** Problem **
Convert every line of the records below into a Markdown table with the columns "Row" and "Line." Number the rows in order and leave out any blank lines.

[Entries from a pointing dataset]
-*-*-
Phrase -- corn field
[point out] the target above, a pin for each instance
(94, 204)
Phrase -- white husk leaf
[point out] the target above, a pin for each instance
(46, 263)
-*-*-
** Finished task **
| Row | Line |
|---|---|
| 1 | Phrase -- corn field |
| 2 | [point out] the target above, a pin for each instance |
| 3 | (94, 204) |
| 4 | Phrase -- white husk leaf |
| 5 | [point out] the target above, a pin for each instance |
| 6 | (46, 263) |